» **DOCUMENT TEXT**:
__________

03/28/2012 01:48 pm ET Updated May 27, 2012

My Family Fanatics

"A fanatic is one who can't change his mind and won't change the subject." -- Winston Churchill

"Does it really matter what these affectionate people do -- so long as they don't do it in the streets and frighten the horses!" -- Beatrice Campbell

My Facebook profile describes my "belief system" (and I use that descriptor oh-so-loosely) as: "Yogini-Presbyterian-Sufi."

Sounds like an NYC hospital, doesn't it?

The description would be much longer if Facebook allowed for such expansiveness. I know for a fact, however, that the brief and tantalizing description of my spiritual take on the universe gives many of my blood relatives fits.

Several of them write me regularly to express fear for the state, and future, of my immortal soul. I'm on their prayer lists. They have their eyes on me. What's written between their lines of received wisdom is: "You're going to hell because you do not believe what we do."

It's actually worse than they imagine.

In fact, some days, I'm a committed atheist. Some days, I'm an admitted agnostic. Some days, I'm an ardent mystic (Sufi, Christian, Yogini -- same/same, in my book). But all days, I am not a conventional, pigeon-hole-able member of any named religious group.

I was born into a family of Pasadena Presbyterians who'd run screaming from both the Deep South and the Southern Baptist Church, and I continued their headlong escape from organized anything.

__________

Dataset entries
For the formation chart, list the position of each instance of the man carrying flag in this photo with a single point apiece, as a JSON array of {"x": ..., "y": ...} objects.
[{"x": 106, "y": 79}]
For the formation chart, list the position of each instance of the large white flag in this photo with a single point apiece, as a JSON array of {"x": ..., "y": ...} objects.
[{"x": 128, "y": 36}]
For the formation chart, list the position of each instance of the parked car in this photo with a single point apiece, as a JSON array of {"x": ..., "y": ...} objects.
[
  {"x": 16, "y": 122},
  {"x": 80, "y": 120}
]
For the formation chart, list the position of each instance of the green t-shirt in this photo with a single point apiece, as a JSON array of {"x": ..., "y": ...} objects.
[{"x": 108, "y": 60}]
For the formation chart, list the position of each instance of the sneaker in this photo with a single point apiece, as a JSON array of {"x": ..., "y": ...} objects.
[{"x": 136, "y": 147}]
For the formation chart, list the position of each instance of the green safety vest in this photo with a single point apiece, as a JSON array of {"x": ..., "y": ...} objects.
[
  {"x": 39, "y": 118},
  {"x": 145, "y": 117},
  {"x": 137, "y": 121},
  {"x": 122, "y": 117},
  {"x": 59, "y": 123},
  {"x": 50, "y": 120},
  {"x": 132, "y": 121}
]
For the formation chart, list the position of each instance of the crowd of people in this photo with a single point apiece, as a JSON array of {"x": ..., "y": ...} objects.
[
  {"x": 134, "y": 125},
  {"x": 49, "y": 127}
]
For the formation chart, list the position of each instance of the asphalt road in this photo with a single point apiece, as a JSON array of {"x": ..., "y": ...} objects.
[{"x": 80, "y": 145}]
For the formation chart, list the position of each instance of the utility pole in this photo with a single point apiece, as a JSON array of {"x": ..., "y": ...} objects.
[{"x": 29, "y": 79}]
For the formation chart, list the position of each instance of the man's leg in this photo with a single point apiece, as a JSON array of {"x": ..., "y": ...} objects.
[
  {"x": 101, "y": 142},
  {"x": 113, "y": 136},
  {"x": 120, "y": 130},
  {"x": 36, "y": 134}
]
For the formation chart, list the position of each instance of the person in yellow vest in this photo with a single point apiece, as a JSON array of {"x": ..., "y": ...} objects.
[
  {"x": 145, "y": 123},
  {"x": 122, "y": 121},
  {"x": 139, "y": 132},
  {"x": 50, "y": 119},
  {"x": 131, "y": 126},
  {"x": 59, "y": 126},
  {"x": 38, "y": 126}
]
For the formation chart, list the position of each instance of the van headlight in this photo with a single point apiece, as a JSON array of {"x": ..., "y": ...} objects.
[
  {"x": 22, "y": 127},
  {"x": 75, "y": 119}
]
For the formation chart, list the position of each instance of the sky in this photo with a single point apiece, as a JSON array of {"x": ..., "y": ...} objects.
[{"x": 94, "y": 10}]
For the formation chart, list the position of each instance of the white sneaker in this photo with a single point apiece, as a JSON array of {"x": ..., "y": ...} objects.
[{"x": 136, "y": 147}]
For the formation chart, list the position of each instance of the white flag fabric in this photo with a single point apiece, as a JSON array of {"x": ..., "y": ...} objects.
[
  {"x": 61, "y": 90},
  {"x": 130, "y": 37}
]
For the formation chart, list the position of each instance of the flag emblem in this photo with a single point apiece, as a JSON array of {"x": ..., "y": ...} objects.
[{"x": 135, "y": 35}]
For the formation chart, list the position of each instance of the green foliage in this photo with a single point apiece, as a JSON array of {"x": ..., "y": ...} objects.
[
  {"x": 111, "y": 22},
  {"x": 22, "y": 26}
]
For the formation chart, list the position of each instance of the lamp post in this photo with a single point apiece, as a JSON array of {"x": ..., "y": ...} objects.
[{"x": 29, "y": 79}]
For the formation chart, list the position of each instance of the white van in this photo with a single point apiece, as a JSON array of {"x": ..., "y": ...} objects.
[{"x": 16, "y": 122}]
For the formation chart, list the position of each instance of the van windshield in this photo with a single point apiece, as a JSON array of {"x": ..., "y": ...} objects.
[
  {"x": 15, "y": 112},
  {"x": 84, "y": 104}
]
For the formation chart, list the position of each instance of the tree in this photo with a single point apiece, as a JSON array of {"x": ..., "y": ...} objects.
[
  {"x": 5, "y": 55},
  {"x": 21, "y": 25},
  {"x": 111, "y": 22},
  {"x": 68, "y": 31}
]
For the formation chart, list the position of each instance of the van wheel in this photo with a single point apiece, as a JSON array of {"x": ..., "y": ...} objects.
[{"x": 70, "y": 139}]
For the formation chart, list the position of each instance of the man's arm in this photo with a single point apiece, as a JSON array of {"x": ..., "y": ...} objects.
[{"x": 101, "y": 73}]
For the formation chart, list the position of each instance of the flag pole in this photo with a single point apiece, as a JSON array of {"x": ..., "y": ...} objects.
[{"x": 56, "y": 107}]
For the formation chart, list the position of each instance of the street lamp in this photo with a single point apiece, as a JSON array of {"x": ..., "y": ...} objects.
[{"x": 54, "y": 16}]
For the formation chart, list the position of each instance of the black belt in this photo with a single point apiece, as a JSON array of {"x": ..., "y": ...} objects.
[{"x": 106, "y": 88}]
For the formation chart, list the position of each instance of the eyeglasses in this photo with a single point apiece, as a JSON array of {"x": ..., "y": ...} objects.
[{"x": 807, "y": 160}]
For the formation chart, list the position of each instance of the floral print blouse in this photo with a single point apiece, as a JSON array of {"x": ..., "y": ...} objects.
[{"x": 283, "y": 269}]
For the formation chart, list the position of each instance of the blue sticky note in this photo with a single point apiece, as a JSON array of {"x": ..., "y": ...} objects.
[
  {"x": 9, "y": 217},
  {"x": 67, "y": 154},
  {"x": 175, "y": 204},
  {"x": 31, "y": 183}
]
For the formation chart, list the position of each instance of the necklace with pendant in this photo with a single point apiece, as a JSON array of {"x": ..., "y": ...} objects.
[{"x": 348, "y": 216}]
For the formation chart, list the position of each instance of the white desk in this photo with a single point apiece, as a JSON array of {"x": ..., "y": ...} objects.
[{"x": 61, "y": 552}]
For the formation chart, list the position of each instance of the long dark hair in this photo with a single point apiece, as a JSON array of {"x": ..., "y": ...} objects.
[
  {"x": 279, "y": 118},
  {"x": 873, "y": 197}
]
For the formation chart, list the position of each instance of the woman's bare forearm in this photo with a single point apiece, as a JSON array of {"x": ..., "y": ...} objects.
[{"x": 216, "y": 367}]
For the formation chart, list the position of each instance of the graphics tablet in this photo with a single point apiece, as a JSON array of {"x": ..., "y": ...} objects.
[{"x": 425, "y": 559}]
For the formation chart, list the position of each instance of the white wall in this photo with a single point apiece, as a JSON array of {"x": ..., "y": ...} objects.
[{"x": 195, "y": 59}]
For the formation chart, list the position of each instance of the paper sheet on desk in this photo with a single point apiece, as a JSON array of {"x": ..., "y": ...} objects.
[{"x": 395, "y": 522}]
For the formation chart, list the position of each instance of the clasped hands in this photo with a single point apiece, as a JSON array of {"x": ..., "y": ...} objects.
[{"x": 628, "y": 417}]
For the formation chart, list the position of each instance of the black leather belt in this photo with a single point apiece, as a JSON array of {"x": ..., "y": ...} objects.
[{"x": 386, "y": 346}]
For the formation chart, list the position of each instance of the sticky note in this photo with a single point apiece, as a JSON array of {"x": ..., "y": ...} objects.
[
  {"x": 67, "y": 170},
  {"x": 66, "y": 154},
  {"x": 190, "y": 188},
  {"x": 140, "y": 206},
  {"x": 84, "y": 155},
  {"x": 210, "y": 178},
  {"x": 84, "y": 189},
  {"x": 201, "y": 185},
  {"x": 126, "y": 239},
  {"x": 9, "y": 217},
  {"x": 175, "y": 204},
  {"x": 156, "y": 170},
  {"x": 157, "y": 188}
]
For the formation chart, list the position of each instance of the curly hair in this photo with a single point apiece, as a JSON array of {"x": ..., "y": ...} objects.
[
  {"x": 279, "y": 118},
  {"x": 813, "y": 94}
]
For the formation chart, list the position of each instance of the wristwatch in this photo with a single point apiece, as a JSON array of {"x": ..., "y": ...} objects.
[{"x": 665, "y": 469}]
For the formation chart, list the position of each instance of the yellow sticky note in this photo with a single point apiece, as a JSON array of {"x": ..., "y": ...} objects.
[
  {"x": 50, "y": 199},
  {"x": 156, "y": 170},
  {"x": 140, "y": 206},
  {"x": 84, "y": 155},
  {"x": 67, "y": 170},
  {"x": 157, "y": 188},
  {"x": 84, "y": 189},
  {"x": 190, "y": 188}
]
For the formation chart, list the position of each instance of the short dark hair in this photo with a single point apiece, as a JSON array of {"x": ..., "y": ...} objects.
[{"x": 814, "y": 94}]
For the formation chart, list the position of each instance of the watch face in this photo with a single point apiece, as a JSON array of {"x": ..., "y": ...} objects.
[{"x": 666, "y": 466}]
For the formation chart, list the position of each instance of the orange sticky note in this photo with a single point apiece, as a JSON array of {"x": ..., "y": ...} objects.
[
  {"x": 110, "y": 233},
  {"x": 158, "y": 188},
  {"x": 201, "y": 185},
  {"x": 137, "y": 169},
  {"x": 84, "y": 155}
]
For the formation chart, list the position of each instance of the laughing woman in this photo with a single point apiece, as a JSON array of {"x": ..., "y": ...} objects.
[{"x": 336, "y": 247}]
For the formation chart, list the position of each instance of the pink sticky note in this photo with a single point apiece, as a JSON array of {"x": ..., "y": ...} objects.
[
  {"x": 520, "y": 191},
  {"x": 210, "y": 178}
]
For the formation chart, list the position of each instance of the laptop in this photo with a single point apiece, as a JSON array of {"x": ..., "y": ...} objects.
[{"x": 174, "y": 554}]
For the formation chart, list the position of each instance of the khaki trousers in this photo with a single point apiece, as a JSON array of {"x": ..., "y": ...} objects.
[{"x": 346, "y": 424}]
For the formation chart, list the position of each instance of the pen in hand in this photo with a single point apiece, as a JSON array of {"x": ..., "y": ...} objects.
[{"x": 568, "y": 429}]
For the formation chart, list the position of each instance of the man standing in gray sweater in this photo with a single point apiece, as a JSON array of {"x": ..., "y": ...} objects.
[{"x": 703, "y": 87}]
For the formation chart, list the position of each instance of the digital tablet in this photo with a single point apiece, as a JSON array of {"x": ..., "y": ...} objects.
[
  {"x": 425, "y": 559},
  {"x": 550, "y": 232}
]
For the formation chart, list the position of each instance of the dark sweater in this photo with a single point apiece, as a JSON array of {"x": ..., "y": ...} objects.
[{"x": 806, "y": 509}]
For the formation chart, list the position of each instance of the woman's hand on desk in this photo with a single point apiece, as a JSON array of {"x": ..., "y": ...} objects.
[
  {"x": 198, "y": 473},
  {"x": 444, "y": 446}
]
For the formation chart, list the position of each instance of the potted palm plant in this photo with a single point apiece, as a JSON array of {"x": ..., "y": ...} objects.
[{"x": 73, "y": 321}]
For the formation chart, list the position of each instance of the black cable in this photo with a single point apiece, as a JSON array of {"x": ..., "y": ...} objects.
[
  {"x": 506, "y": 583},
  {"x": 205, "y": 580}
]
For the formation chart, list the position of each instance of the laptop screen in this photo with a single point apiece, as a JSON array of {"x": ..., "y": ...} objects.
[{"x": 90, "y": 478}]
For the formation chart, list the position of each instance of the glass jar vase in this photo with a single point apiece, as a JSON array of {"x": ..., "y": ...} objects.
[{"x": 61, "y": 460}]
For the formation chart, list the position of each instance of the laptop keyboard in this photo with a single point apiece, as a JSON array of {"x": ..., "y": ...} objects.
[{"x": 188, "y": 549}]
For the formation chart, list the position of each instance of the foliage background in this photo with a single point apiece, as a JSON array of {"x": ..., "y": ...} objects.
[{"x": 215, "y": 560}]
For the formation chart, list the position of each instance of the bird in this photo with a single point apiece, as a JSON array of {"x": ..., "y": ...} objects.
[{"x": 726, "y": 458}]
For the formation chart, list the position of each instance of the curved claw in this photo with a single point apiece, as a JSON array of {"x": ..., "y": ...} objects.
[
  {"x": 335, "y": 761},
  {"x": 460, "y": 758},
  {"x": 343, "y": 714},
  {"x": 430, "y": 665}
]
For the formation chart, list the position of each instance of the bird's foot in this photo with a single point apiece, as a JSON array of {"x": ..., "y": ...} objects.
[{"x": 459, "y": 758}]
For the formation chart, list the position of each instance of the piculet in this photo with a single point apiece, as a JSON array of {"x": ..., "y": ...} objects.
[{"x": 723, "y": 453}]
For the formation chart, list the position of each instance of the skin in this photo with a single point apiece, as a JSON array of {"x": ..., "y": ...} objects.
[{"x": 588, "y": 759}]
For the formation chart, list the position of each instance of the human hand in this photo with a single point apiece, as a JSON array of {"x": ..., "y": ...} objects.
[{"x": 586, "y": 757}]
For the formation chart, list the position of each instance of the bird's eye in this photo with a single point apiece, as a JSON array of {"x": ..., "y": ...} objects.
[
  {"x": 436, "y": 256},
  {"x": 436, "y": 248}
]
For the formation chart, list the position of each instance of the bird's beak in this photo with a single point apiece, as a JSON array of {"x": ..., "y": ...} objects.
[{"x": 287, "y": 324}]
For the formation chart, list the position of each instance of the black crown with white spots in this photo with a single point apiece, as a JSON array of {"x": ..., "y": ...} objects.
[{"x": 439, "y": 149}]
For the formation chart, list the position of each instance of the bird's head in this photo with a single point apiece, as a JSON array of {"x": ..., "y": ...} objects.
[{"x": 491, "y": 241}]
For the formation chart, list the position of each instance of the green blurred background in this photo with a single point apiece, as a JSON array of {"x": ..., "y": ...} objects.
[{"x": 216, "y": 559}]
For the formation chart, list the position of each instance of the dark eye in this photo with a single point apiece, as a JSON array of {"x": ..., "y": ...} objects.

__________

» **BRIEF**:
Pick up the essay about the author's religious family and pluralist beliefs after its final sentence and continue writing it.

» **ANSWER TO THIS PROBLEM**:
We ran out of frontier, my parents and I, in terms of religion and real estate. If we'd gone farther, we'd have ended up in Hawaii.

Of all my relatives but one, a paleontologist, I am the most highly educated and, though I have little to do face-to-face with any of my kith and kin (my parents are long dead and I have no siblings), when I do hear from them it is only to proselytize.

My relatives might as well be pairs of Jehovah's Witnesses or Mormons -- strangers at the door -- for all they have to do with me. They ring my bell, as it were, several times a year, only to press my arm into a spiritual blood pressure cuff of their own devising: Am I saved or, as they suspect, not?

I wish they'd stop, but only death will silence them. I come from a gene pool notable for its sheer perseverance, if not great inborn intelligence. In fact, these fanatical Christian relatives of mine are only too quick to tell me all my "book learnin'" has worked against me. "Book learnin'" is suspect, by their lights: by their lights there is only one book.

Am I wrong in thinking this is the great problem with America? This is why we have Republicans trying to shunt women back to the Stone Age in terms of reproductive rights, why we have climate-change deniers; why, oh, I don't know, about 50 percent of our population is incapable of reason or abstract thought?

Personally, I find The Bible (as it is, so abysmally truncated and translated) a perfectly horrifying and inconsistent jumble.

The historical Jesus would have run from it screaming, I firmly opine, going as far as Hawaii to distance himself from it.

So, I'm now hoping to outlive the fanatics to whom I'm related. Even at 60, it's a dream I may not realize. But, if I do, there'll be a moment or two of silence and reverie, uninterrupted by people who purportedly share my DNA trying to sell me their religion.

There'll be a moment of silence and reverie, before I meet my Maker, or not... and have an opportunity to ask Her why in hell she dropped me into this particular family?!